• [Exercise passage]
_ _ _

The Tragedy of Brady Sims
By Ernest J. Gaines
Published by Penguin Random House.
In The Tragedy of Brady Sims, Ernest J. Gaines’ first book-length publication in 12 years, UL Lafayette’s writer-in-residence emeritus offers a story of race and power in the fictional Louisiana town of Bayonne.
After his son is convicted of robbery and murder, Brady Sims shoots him in the courtroom. The incident leads a newspaper reporter to approach the denizens of a local barbershop in search of details about the shooter’s life.
Barbers and shop regulars narrate the story with empathy, sadness and humor.They portray Sims as an honorable, but unsparing man who, in a self-appointed role, beat the town’s children if he believed they had misbehaved.
Learning good behavior as children might ensure good behavior as adults, he reasoned. In the often violent Jim Crow South, a person’s behavior could mean the difference between life and death.
The 114-page novella is “a taut and searing tale about race and small-town justice,” a reviewer wrote in the American Library Association’s Booklist.
“The history the men recount is, indeed, riveting in its insights into how racism harms everyone, crystallized in (local sheriff) Mapes’ heartbroken tribute to his friend: ‘Hell of a man, that Brady Sims.’ Gaines tells a hell of a story.”
Field Guide to the Fishes of the Amazon, Orinoco, and Guianas
Peter van der Sleen and James S. Albert, editors
Published by Princeton University Press.

_ _ _

• [Data provided]
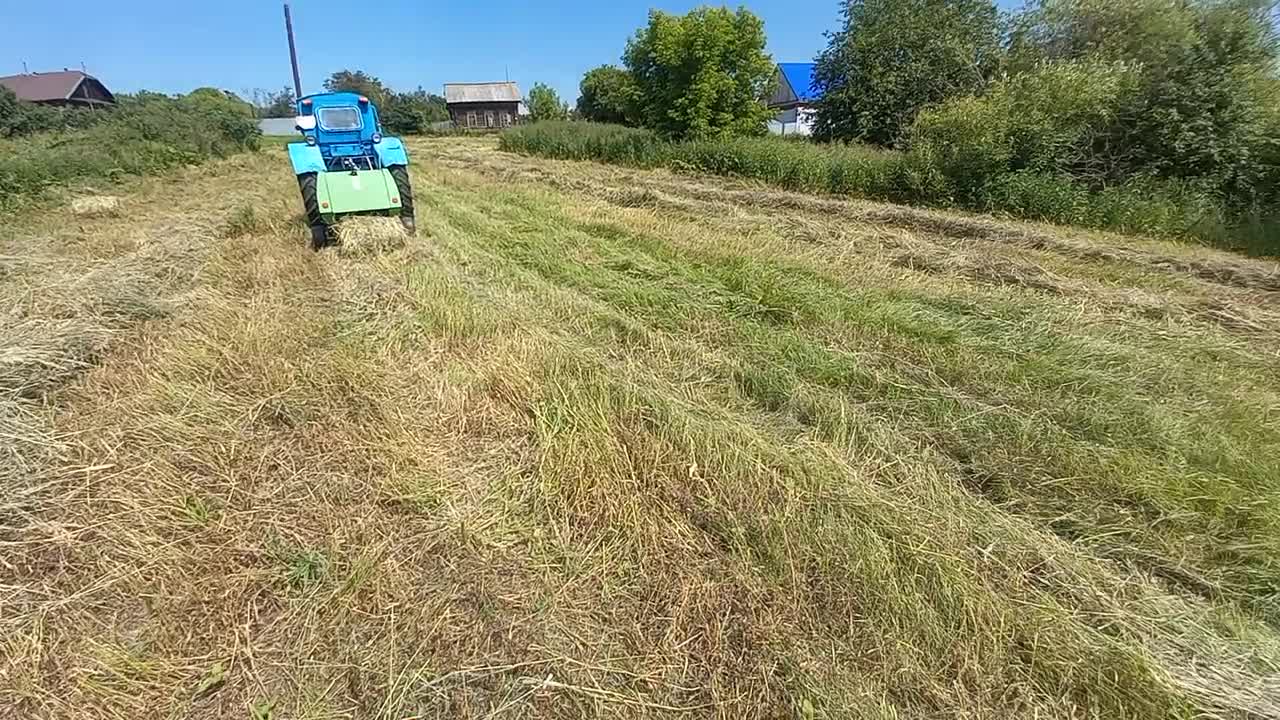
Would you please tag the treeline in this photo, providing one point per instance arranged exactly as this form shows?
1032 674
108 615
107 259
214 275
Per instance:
1047 113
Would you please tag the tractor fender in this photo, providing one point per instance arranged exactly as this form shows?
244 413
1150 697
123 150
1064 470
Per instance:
391 151
306 158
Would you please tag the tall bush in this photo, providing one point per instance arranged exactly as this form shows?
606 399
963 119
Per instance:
1203 104
607 95
544 104
1047 119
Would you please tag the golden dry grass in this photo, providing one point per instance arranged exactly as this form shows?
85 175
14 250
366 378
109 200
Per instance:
629 443
370 235
96 205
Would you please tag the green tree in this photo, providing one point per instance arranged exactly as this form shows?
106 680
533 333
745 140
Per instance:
544 104
894 58
412 112
278 104
360 82
702 74
607 95
1205 104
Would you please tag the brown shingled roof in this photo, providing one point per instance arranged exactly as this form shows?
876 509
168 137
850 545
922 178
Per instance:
36 87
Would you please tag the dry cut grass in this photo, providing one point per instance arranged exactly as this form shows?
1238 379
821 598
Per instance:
627 443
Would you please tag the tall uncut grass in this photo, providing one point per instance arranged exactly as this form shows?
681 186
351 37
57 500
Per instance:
141 139
1152 208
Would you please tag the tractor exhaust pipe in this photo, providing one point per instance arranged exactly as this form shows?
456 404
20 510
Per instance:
293 53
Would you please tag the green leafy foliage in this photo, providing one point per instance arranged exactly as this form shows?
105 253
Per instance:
412 112
544 104
702 74
278 104
894 58
144 135
608 95
1046 119
1203 103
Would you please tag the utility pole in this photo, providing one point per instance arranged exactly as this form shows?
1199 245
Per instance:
293 53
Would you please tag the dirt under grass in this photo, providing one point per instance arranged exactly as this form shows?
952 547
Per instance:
604 442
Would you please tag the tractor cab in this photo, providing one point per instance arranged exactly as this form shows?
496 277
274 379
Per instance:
344 127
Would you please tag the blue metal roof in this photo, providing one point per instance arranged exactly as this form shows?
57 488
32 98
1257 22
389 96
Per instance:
800 78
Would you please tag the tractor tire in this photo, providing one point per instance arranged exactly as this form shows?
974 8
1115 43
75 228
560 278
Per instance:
400 173
311 204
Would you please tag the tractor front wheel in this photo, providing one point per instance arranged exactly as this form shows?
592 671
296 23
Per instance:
311 204
400 173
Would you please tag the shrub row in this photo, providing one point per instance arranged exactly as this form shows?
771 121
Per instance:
137 139
920 176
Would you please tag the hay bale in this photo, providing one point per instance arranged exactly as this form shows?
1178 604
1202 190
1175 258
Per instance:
96 206
368 235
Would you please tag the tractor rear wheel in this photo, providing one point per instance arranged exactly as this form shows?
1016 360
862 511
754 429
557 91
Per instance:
311 203
400 173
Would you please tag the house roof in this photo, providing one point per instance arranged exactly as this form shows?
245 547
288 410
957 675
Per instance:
799 76
457 92
37 87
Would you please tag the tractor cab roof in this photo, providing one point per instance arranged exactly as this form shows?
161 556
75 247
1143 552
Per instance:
333 99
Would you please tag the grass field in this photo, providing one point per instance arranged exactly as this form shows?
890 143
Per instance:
625 443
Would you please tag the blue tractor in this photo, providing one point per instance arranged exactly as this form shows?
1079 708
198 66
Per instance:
346 165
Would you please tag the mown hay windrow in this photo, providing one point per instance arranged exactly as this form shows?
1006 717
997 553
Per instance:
370 235
586 459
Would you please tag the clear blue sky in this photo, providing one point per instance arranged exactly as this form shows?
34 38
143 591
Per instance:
238 45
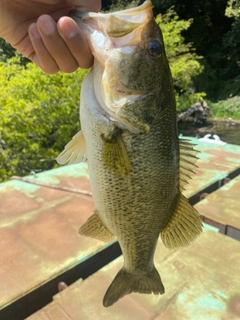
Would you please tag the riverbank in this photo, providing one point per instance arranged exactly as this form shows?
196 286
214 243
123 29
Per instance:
228 129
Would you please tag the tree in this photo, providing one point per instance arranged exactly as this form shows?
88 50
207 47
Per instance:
184 62
39 114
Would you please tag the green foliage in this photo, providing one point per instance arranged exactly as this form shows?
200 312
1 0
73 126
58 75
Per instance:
184 62
39 114
226 109
231 39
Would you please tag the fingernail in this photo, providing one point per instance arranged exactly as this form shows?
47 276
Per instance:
47 26
68 28
34 31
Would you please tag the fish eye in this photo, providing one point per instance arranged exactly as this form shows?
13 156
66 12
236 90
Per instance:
154 48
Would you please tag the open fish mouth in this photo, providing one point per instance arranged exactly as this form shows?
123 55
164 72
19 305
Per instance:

_ _ _

• [Work order A]
In the book notes above the material, condense the paragraph that opens "After his son is convicted" into one shorter sentence that keeps its main facts.
• [Work order B]
Print the part of the book notes starting with "After his son" and going on through "the shooter’s life.", word for word.

• [Written answer A]
After his son is convicted of robbery and murder, Brady Sims shoots him in the courtroom, and a newspaper reporter then goes to the people of a local barbershop for details about Sims's life.

• [Written answer B]
After his son is convicted of robbery and murder, Brady Sims shoots him in the courtroom. The incident leads a newspaper reporter to approach the denizens of a local barbershop in search of details about the shooter’s life.